Task brief –
Find how many lines below hold "wall", then state that number by itself.

Records shown –
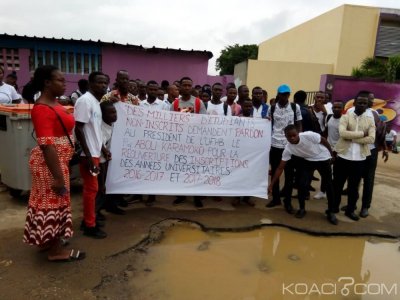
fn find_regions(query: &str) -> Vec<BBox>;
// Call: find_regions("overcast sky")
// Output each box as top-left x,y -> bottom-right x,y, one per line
2,0 -> 400,75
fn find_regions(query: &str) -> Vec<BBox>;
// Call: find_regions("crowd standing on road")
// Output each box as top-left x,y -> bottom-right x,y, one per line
0,65 -> 394,262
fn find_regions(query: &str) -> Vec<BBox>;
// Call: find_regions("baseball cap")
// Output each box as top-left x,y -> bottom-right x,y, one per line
277,84 -> 291,94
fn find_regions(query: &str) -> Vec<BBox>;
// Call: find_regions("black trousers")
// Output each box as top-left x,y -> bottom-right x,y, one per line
299,160 -> 335,212
282,155 -> 303,206
360,148 -> 378,209
270,146 -> 292,204
333,157 -> 365,213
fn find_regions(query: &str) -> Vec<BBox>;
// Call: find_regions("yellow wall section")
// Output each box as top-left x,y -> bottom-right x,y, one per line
258,6 -> 345,65
241,5 -> 381,94
246,59 -> 333,96
335,6 -> 380,74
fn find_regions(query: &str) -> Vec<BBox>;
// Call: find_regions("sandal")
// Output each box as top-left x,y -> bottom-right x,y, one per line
48,249 -> 86,262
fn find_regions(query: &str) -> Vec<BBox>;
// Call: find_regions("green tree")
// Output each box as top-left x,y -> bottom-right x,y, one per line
351,55 -> 400,82
216,44 -> 258,75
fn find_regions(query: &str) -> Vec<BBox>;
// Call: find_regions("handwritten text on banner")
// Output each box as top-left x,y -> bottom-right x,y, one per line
106,102 -> 271,198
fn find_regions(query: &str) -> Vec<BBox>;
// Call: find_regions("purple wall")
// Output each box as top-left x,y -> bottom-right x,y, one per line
13,45 -> 233,97
15,49 -> 30,93
102,46 -> 210,86
323,75 -> 400,132
206,75 -> 235,87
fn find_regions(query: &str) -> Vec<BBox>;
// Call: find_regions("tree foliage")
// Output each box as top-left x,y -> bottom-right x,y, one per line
216,44 -> 258,75
351,55 -> 400,82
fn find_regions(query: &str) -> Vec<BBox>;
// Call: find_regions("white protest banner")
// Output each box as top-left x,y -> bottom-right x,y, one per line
106,102 -> 271,198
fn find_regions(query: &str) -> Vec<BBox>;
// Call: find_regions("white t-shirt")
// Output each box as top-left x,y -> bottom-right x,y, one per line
0,83 -> 21,104
326,115 -> 341,148
267,102 -> 303,149
385,130 -> 397,141
282,131 -> 331,162
140,98 -> 169,110
74,92 -> 103,157
206,102 -> 232,116
100,121 -> 113,163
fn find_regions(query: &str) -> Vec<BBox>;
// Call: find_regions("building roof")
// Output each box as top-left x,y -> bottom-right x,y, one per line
0,33 -> 213,59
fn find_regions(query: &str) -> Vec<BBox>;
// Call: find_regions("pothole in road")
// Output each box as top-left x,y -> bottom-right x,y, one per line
95,220 -> 400,300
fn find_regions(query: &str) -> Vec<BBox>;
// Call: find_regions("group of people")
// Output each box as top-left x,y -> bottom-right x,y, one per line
267,89 -> 387,226
19,65 -> 393,263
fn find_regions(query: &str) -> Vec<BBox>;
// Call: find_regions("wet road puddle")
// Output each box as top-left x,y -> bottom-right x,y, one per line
130,225 -> 400,299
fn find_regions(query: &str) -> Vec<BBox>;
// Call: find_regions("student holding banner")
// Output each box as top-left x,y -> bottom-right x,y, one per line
171,76 -> 207,207
140,80 -> 169,206
232,99 -> 257,207
74,72 -> 108,239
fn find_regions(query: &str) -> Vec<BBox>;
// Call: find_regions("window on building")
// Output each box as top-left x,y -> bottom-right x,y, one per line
37,50 -> 43,67
0,48 -> 20,71
83,53 -> 89,74
53,51 -> 59,66
29,50 -> 35,71
76,53 -> 82,74
68,52 -> 74,73
376,20 -> 400,58
45,50 -> 52,65
98,54 -> 102,72
91,54 -> 97,71
28,48 -> 101,74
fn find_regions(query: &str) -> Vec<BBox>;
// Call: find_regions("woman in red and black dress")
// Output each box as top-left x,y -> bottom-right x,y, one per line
23,65 -> 85,262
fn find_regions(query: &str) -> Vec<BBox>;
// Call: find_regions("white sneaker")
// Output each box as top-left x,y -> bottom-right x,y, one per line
313,191 -> 326,199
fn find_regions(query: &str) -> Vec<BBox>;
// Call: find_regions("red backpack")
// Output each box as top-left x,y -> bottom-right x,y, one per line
173,97 -> 201,113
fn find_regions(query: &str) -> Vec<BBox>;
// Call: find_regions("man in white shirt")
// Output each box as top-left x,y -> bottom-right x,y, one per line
325,102 -> 343,148
170,77 -> 206,207
139,80 -> 170,206
313,101 -> 343,200
74,71 -> 108,239
140,80 -> 169,111
137,80 -> 147,101
385,127 -> 397,152
268,125 -> 337,224
251,86 -> 268,118
163,84 -> 179,109
220,82 -> 238,103
266,84 -> 303,211
207,82 -> 232,116
237,85 -> 250,107
0,66 -> 21,103
333,91 -> 376,221
345,92 -> 388,218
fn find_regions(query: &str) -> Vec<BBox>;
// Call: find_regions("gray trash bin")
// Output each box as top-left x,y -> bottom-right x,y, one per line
0,104 -> 36,191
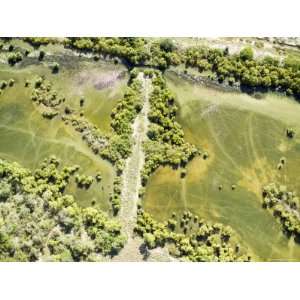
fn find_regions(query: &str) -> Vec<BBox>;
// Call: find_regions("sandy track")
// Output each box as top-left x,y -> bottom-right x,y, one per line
118,72 -> 150,237
113,72 -> 176,262
112,72 -> 151,261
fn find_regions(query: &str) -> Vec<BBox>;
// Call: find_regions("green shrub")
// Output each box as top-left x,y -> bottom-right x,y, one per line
51,62 -> 60,73
0,158 -> 126,261
239,46 -> 254,61
7,52 -> 22,65
286,128 -> 295,139
159,39 -> 176,52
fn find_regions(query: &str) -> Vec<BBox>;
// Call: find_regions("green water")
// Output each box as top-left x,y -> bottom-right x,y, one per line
0,57 -> 128,212
143,73 -> 300,261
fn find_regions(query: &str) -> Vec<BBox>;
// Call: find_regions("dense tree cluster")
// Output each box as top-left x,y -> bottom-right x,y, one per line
97,71 -> 143,168
135,209 -> 251,262
110,71 -> 142,149
100,71 -> 144,213
63,114 -> 109,155
141,70 -> 199,186
0,157 -> 125,261
75,174 -> 94,189
10,37 -> 300,99
29,76 -> 65,117
64,38 -> 181,70
184,46 -> 300,98
262,183 -> 300,239
18,37 -> 299,98
65,38 -> 149,66
22,37 -> 57,48
110,176 -> 122,215
148,39 -> 181,70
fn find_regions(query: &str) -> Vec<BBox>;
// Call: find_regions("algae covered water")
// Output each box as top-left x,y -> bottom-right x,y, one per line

Exercise response –
2